PASSAGE RETENU –
Toutes ces questions ne sont pas réservées à des « spécialistes » ni aux dirigeants des syndicats. Elles méritent d’être largement débattues dans toutes les instances syndicales.
(1) Bernard Thibault, le Secrétaire général de la CGT militait pour le OUI, contre l’avis de 80 % de son CCN et l’avis très largement majoritaire des adhérents. Cette fois, la CGT a voté OUI à la nouvelle Charte. La secrétaire générale de la CGT, Sophie Binet a fait cette étrange déclaration pleine de zèle co-constructif : « Toutes les avancées européennes de la dernière période sont issues de nos luttes coordonnées par la CES ». (Source site national CGT).

CONSIGNE À SUIVRE – Recopiez s'il vous plaît sans rien changer un extrait du passage sur la CGT : commencez aux mots contenant « (1) Bernard Thibault, le » et arrêtez-vous après « site national CGT). ». Appuyez-vous uniquement sur le passage.

DONNÉES FOURNIES –
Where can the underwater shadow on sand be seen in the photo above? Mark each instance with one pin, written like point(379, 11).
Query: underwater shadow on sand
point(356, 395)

TÂCHE ACCOMPLIE –
(1) Bernard Thibault, le Secrétaire général de la CGT militait pour le OUI, contre l’avis de 80 % de son CCN et l’avis très largement majoritaire des adhérents. Cette fois, la CGT a voté OUI à la nouvelle Charte. La secrétaire générale de la CGT, Sophie Binet a fait cette étrange déclaration pleine de zèle co-constructif : « Toutes les avancées européennes de la dernière période sont issues de nos luttes coordonnées par la CES ». (Source site national CGT).